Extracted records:
===

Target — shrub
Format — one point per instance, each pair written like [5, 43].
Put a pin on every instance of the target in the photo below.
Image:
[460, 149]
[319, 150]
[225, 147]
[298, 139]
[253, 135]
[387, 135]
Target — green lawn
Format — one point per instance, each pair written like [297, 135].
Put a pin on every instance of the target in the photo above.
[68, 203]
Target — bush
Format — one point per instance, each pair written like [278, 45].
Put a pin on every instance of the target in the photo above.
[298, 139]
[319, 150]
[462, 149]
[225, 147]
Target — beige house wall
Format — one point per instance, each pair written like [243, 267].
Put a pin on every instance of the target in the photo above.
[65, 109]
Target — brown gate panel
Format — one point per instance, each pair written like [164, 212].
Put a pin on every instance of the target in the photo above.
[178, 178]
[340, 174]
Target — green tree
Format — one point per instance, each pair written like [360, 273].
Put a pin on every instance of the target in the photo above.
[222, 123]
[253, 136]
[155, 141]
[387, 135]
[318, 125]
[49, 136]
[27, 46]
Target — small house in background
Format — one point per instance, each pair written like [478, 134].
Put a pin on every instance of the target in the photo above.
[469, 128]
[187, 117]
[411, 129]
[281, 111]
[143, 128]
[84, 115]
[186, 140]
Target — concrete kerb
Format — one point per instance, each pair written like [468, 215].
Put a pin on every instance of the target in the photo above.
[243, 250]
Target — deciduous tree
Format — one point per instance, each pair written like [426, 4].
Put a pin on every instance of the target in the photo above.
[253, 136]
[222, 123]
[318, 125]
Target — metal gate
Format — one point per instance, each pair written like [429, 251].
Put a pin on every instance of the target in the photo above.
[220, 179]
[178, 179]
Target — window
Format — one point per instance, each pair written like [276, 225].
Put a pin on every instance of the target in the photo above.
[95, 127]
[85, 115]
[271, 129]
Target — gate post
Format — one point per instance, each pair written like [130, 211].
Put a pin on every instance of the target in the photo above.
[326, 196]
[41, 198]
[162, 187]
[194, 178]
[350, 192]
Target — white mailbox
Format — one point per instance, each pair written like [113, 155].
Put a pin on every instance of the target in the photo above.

===

● Given request: Output all of the material, please, exactly as it stands.

● Full response:
Target — shrub
Format — one point per instance, each pair written like [5, 43].
Put a pin on every instance of the target in the photo below.
Image:
[460, 149]
[319, 150]
[225, 147]
[298, 139]
[253, 135]
[387, 135]
Target — green lawn
Format — one point per instance, each pair written like [297, 135].
Put a pin on every instance of the target in the photo above.
[68, 203]
Target — bush
Format — one point per instance, each pair written like [278, 45].
Put a pin on every instance of the target in the photo above.
[298, 139]
[319, 150]
[462, 149]
[225, 147]
Target — beige house wall
Format — one point per instance, each pair written like [243, 267].
Put a pin on every instance of the target in the photo above.
[65, 109]
Target — brown gate panel
Format — one point per instance, each pair written like [164, 212].
Put a pin on every instance of the target in the photo above.
[178, 178]
[340, 174]
Target — green tree
Format — one point per instance, each pair written like [360, 273].
Put a pin on every instance of the target in the photo above.
[222, 123]
[253, 136]
[155, 141]
[387, 135]
[318, 125]
[49, 136]
[27, 46]
Target — small house in background
Format — one point per instance, each pair written like [478, 134].
Put a pin on every instance of the target in the photo above.
[469, 128]
[187, 117]
[411, 129]
[281, 111]
[143, 128]
[84, 115]
[186, 140]
Target — concrete kerb
Format — one point per instance, each pair written like [468, 215].
Put a pin on every instance of the target in the photo above.
[243, 250]
Target — deciduous tree
Format — one point per instance, each pair written like [426, 4].
Put a pin on every instance of the target in the photo above.
[253, 136]
[222, 123]
[318, 125]
Target — metal gate
Format — one point per instance, each pair written like [429, 251].
Put a pin on every instance of the target in the photo above.
[220, 179]
[178, 179]
Target — window
Format — one point per instance, each pair written like [276, 225].
Put a pin on every instance of the target in the photo above.
[95, 127]
[85, 115]
[271, 129]
Target — gate post
Format — one point per instance, each pair written like [130, 211].
Put a pin on every instance of the target in the photo above.
[326, 196]
[41, 198]
[162, 187]
[194, 178]
[350, 192]
Target — white mailbox
Format — one point per instance, each pair written like [113, 155].
Put a pin on every instance of the target in the photo above.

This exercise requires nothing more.